▶ _What the exercise asks_:
Continue the Wisconsin worker's compensation decision below from the point where it stops.

BEFORE THE
STATE OF WISCONSIN
LABOR AND INDUSTRY REVIEW COMMISSION


TEODORA E. WITTENBERG, Applicant

BRIGGS & STRATTON CORPORATION, Employer

BRIGGS & STRATTON CORPORATION, Insurer

WORKER'S COMPENSATION DECISION
Claim No. 87-008397


The employer submitted a petition for Commission review alleging error in the Administrative Law Judge's Findings and Interlocutory Order issued on November 27, 1989. The applicant submitted an answer to the petition. At issue are nature and extent of disability attributable to the conceded back injury of February 7, 1987.

The Commission has carefully reviewed the entire record in this matter, and after consultation with the Administrative Law Judge regarding the credibility and demeanor of the witnesses, hereby reverses his Findings and Interlocutory Order and makes the following:

FINDINGS OF FACT AND CONCLUSIONS OF LAW

The applicant, whose birth date is April 1, 1925, worked as an inspector and engine tester for the employer for approximately 25 years. She twisted her back while picking up a part on February 7, 1987, and was referred by the employer to Dr. Haskell. Dr. Haskell attempted conservative treatment but eventually performed a laminectomy and excision of herniated disc at L4-5. This surgery was performed on June 10, 1987.

Dr. Haskell's clinic note of June 23, 1987, indicates that on that date the applicant was experiencing dramatic improvement of her back and radicular leg pain, with improvement also noted in neurologic function. Dr. Haskell released her to work in early August 1987, with recommendations to avoid repetitive lifting, bending, twisting and turning, and no lifting over 35 pounds on a regular basis. A clinic note of August 20, 1987, recounted the fact that the applicant returned to work four days previously and developed a sensation of tightness in her back. Dr. Haskell saw "no evidence of any problem" and indicated she could continue to work. A clinic note of October 13, 1987, recounted the applicant's complaint that she did not feel the employer had a job available within her restrictions, and after assessing seven percent permanent partial disability, Dr. Haskell repeated the above-noted restrictions. On October 27, 1987, Dr. Haskell recounted the fact that the applicant indicated she planned to retire. He opined that with regard to her back she was getting along quite well and would be seen again only if she had further difficulty. She saw Dr. Haskell again in December 1987, May 1988, and March 1989, complaining of continuing low back pain and radicular pain into the right leg.

▶ _Record set_:
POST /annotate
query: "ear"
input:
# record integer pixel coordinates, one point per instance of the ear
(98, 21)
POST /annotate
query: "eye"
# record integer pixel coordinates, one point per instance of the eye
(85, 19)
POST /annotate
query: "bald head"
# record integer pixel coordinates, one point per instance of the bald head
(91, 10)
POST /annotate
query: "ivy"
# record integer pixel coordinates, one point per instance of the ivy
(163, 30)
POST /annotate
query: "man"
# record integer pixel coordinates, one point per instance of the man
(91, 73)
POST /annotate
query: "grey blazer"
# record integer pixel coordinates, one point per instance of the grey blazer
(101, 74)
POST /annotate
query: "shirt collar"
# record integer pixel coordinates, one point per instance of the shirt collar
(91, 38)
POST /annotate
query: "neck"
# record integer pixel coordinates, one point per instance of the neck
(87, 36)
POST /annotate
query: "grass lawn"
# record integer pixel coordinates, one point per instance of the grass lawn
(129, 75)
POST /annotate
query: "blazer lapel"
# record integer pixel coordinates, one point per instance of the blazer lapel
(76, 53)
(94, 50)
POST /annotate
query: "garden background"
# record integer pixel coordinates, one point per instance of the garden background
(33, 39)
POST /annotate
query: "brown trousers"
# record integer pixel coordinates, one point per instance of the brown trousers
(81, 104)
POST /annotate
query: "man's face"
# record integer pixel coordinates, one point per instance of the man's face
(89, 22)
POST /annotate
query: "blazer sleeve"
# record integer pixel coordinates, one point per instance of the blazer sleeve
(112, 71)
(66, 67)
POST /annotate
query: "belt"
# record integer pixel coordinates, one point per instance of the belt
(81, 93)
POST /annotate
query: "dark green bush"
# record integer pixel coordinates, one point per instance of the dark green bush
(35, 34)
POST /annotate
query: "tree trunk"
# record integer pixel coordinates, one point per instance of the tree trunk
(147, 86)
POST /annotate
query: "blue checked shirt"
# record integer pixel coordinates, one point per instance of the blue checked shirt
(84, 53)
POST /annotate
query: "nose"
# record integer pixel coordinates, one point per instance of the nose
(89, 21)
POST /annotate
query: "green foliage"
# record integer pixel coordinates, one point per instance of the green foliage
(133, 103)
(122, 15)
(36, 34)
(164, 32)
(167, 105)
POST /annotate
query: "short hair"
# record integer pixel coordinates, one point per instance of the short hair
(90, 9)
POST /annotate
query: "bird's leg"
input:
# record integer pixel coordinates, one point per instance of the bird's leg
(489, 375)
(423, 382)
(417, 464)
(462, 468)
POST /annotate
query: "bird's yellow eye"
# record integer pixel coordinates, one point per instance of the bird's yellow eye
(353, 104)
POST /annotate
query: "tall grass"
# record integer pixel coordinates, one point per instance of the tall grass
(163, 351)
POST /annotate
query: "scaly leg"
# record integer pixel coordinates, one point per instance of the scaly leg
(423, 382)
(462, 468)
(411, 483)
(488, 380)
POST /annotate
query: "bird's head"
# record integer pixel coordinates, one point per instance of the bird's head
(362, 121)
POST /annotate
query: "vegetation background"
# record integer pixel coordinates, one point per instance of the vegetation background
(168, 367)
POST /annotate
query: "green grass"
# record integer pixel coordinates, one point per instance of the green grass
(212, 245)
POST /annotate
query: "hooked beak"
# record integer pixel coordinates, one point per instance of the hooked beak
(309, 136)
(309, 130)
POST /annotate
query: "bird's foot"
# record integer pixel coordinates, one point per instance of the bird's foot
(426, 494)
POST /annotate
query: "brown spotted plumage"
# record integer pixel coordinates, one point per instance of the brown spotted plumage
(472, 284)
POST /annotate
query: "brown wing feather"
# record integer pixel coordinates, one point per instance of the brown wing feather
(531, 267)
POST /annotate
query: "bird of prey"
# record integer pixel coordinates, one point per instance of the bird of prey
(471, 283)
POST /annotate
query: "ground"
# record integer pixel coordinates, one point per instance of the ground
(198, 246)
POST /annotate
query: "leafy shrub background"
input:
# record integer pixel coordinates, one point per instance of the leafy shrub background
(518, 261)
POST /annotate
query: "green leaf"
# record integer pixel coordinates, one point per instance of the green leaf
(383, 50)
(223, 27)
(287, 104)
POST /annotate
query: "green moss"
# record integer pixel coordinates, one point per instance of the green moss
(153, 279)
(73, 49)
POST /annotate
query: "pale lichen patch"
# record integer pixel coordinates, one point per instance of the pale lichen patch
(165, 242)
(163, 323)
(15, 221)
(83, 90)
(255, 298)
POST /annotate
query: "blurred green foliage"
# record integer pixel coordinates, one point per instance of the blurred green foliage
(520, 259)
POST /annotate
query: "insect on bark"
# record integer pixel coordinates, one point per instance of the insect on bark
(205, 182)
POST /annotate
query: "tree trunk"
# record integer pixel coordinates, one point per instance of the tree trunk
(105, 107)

▶ _Final answer_:
Dr. Kagen examined the applicant at the request of the insurer on January 5, 1989, and he assessed 15 percent permanent partial disability. He recommended back exercises and noted that the applicant had been unable to work due to her symptoms. He did not detail physical restrictions.

The applicant testified that when she returned to work in August 1987, it was in the employer's rehabilitation department. This was light work but the applicant testified she "felt bad." Nevertheless, she continued to work in the rehabilitation department until October 14, 1987, when she was transferred to the crankshaft line. This involved continual lifting of parts weighing three pounds, and repetitive bending and twisting. She was unable to tolerate this work and went to her union representative after only one day of it. She and the representative talked to the employer who laid her off, but within two or three days the employer recalled her to inspect engine covers on the third shift. She inspected the covers as they came off the line and then placed them in a basket on the floor. She could only tolerate this work for approximately two hours and testified that she rested the rest of the shift. She apparently did not say anything to anyone about her problems with this new job, but indicated that she decided to retire. She testified that she would not have retired except for the fact that she could not tolerate the pain. However, she could have filed a grievance if she believed the jobs offered by the employer exceeded her physical restrictions, but she did not. She used vacation time to take her to the effective retirement date of November 1, 1987.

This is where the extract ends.